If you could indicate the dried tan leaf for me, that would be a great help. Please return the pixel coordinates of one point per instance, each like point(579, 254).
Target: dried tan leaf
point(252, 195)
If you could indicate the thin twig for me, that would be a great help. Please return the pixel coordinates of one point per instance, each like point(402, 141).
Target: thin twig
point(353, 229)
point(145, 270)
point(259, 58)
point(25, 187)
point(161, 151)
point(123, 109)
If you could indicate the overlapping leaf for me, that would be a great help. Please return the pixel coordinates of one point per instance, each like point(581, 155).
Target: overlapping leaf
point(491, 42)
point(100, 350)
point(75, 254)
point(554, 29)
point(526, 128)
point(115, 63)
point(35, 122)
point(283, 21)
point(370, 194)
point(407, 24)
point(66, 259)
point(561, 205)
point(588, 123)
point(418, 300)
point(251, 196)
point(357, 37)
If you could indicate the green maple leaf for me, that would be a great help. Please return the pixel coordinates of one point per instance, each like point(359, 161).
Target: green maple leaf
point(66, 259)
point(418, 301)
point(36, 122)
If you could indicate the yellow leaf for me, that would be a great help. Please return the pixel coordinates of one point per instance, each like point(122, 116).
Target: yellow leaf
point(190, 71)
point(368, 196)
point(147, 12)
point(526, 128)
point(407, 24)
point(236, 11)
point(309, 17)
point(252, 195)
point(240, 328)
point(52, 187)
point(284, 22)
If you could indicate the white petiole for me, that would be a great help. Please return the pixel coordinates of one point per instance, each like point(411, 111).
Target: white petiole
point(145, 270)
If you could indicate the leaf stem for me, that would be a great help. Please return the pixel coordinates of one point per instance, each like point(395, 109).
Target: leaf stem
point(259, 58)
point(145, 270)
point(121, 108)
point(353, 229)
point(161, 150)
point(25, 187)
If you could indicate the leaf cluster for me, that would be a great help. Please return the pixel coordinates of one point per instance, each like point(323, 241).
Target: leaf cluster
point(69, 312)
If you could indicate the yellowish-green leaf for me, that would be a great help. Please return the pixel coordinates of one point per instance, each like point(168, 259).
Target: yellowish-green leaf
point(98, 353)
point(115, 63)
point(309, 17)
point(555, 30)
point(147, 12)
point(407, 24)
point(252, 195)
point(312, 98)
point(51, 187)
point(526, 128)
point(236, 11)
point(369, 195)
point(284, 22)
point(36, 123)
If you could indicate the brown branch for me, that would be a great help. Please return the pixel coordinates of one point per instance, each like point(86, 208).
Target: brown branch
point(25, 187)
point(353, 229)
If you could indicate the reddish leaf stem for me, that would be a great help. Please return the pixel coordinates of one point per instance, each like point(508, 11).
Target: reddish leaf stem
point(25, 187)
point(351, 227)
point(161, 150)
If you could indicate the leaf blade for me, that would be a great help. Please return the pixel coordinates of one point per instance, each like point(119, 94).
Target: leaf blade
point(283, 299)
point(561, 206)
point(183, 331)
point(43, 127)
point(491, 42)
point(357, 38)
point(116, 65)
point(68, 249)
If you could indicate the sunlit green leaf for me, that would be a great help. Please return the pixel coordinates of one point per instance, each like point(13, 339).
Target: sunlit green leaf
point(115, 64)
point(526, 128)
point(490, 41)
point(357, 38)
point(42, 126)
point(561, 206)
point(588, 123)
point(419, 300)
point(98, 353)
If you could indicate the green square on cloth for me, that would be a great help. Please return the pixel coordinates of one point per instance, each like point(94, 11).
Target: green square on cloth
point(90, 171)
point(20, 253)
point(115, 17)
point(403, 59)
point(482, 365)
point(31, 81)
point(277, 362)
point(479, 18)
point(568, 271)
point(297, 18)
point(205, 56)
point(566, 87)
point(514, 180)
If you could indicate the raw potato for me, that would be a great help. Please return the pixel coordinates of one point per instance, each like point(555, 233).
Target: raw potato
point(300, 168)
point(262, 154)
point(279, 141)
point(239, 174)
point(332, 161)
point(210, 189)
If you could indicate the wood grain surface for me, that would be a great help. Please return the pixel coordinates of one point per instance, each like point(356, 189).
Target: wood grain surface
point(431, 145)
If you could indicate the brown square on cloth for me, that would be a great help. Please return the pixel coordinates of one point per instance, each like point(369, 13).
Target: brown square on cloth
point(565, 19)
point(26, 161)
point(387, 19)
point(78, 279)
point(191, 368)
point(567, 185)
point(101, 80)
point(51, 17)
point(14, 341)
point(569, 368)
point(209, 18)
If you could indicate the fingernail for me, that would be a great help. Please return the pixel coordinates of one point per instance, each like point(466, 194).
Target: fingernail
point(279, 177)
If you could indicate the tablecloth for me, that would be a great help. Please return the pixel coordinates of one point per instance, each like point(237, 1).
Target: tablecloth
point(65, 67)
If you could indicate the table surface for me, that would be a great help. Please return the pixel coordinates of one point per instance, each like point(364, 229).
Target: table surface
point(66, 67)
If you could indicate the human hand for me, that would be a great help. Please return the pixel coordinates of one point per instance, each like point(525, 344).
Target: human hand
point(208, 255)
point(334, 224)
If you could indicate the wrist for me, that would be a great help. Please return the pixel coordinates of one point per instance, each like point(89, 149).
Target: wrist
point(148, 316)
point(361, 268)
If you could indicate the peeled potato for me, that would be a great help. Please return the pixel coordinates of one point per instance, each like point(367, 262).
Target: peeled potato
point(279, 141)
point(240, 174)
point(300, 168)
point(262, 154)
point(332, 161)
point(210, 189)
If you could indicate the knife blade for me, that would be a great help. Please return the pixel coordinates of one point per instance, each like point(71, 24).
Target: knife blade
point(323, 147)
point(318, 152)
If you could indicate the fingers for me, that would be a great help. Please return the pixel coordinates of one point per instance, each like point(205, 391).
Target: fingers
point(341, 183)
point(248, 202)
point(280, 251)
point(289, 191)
※ ※ ※
**Exercise goal:**
Reproduce everything from the start of the rows down to the line containing "point(123, 109)", requests included, shifting each coordinate in the answers by -62. Leave the requests and their sample points as they are.

**Worked answer:**
If you could indicate the dried tan leaf for me, that would be a great help. Please return the pixel coordinates of one point per instance, each like point(579, 254).
Target: dried tan leaf
point(190, 133)
If you could indicate the thin twig for me, that would be a great help. Please return the pixel coordinates of one point per instance, each like point(402, 141).
Target: thin twig
point(291, 167)
point(83, 208)
point(197, -4)
point(-37, 125)
point(99, 89)
point(61, 47)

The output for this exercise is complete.